# Problem to solve:
Please rewrite the rows below with "on a single line" replaced by "on one line" and everything else kept the same.

# Dataset entries:
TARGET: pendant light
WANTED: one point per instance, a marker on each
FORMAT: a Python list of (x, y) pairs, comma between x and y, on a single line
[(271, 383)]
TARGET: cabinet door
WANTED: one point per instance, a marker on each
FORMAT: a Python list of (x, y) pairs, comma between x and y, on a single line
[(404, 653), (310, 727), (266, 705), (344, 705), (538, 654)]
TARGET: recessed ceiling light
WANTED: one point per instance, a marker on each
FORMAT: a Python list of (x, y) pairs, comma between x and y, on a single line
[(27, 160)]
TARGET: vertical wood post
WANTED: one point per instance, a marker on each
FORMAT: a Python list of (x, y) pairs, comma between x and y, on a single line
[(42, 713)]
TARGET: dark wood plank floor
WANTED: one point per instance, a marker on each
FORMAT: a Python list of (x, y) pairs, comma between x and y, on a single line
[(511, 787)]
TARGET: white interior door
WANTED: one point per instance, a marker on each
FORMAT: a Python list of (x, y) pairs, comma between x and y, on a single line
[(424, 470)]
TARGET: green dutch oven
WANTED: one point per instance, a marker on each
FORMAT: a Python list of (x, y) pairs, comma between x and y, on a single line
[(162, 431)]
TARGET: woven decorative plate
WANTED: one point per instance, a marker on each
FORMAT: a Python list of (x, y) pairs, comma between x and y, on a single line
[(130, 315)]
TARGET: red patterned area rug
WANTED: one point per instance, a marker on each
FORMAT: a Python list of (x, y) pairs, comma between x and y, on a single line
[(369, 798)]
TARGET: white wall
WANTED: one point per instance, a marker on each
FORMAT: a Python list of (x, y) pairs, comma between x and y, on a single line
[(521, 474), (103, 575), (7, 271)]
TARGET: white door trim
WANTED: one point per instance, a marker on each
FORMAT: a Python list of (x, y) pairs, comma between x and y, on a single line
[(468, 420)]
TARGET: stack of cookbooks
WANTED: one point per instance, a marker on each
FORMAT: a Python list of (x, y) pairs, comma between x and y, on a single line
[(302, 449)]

# Right answer:
TARGET: pendant light
WANTED: one point per instance, a marker on each
FORMAT: a Python list of (x, y) pairs, comma between x and y, on one line
[(271, 383)]
TARGET: cabinet door
WANTED: one point per instance, a marker on each
FORMAT: a Python list of (x, y) pairs, comma between x and y, on one line
[(404, 653), (310, 727), (266, 705), (344, 705), (538, 654)]
TARGET: recessed ceiling light
WANTED: one point per instance, a marker on each
FORMAT: a Python list of (x, y) pairs, comma between x and y, on one line
[(27, 160)]
TARGET: vertical wood post
WANTED: one point per instance, a marker on each
FORMAT: a Python list of (x, y) pairs, comma between x and y, on one line
[(42, 713)]
TARGET: dark wood plank floor
WANTED: one point per instance, a marker on each
FORMAT: a Python list of (x, y) pairs, comma between x and y, on one line
[(511, 787)]
TARGET: white interior door
WANTED: one point per instance, a marker on each
FORMAT: a Python list of (x, y) pairs, comma between x and y, on one line
[(424, 470)]
TARGET: green dutch oven
WANTED: one point per instance, a marker on each
FORMAT: a Python list of (x, y) pairs, comma between x and y, on one line
[(162, 431)]
TARGET: woven decorative plate
WANTED: one point per instance, a marker on each
FORMAT: a Python list of (x, y) pairs, comma between x and y, on one line
[(130, 315)]
TARGET: red patterned area rug
WANTED: one point per instance, a marker on each
FORMAT: a Python list of (x, y) pairs, comma between x and y, on one line
[(369, 798)]
TARGET: white wall
WANTED: one point per instance, a marker on each
FORMAT: a Python list of (x, y) pairs, comma between x and y, on one line
[(521, 474), (103, 575), (7, 271)]
TARGET: white door trim
WANTED: one point per instance, a marker on each
FORMAT: a Python list of (x, y) pairs, comma between x and y, on one line
[(468, 420)]
TARGET: stack of cookbooks
WANTED: one point per instance, a marker on each
FORMAT: a Python list of (x, y) pairs, comma between x and y, on one line
[(302, 449)]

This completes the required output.